WHAT TO WORK ON: Please convert the data below into a numbered list, one line per item, with any blank lines omitted.

Collected data entries:
★ ★ ★ ★ ★
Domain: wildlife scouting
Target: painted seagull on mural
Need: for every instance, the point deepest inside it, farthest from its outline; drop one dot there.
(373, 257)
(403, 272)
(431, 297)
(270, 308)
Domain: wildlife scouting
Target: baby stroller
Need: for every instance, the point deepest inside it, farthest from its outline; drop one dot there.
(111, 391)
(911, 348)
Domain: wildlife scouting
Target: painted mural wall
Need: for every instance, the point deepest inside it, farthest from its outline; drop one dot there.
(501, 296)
★ ★ ★ ★ ★
FULL SOLUTION:
1. Domain: wildlife scouting
2. Target: painted seagull on mural
3. Need: for every instance, the point deepest inside it, farthest from its outline; drop one dot there.
4. (373, 257)
5. (403, 272)
6. (431, 297)
7. (270, 308)
8. Domain: wildlife scouting
9. Target: baby stroller
10. Need: for every instance, the point deepest inside it, farthest from its outline; drop one dot there.
11. (111, 391)
12. (911, 348)
13. Domain: wildlife scouting
14. Target: painted mural wall
15. Need: for every instance, the point deepest inside it, farthest from its outline; drop one dot there.
16. (501, 296)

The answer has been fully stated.